Extract Block Start

Code Llama 70B, Meta AI’s sophisticated code generation model, has a new version available. Slightly faster and more precise than its predecessor, the new platform is one of the biggest open-source AI models for code production.
With a broad context window of 100,000 tokens, Code Llama 70B can interpret and generate lengthier and more complicated code in a variety of languages, including C++, Python, PHP, and Java. It has been trained on 500 billion tokens of code and code-related data.
Based on Llama 2, one of the biggest general-purpose large language models (LLM) in the world, Code Llama 70B has been fine-tuned for code generation using a technique called self-attention which can better understand code relationships and dependencies.
Uphill battle
Another of the highlights of the new model is CodeLlama-70B-Instruct, a variant fine-tuned for understanding natural language instructions and generating code accordingly.
Meta AI’s CEO Mark Zuckerberg stated, “The ability to code has also proven to be important for AI models to process information in other domains more rigorously and logically. I’m proud of the progress here, and looking forward to including these advances in Llama 3 and future models as well.”

Extract Block End

About this exercise: Quote the Code Llama 70B article word for word, starting with "With a broad" and going on through "relationships and dependencies.".

Recorded data Block Start

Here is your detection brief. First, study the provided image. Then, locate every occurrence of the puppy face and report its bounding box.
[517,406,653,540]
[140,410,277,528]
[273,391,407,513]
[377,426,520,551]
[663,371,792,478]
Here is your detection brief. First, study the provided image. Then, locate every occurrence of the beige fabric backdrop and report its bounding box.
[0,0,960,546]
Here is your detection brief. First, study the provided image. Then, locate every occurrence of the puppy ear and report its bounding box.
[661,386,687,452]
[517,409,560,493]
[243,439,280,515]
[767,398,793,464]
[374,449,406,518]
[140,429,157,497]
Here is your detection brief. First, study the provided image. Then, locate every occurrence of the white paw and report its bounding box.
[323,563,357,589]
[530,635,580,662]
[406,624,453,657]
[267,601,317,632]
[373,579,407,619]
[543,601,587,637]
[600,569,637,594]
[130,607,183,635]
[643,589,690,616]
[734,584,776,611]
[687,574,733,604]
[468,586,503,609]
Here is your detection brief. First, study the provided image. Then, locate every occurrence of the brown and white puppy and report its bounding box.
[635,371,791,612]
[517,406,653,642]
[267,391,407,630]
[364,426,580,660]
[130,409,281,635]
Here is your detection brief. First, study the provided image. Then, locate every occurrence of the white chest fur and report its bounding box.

Recorded data Block End

Answer box:
With a broad context window of 100,000 tokens, Code Llama 70B can interpret and generate lengthier and more complicated code in a variety of languages, including C++, Python, PHP, and Java. It has been trained on 500 billion tokens of code and code-related data.
Based on Llama 2, one of the biggest general-purpose large language models (LLM) in the world, Code Llama 70B has been fine-tuned for code generation using a technique called self-attention which can better understand code relationships and dependencies.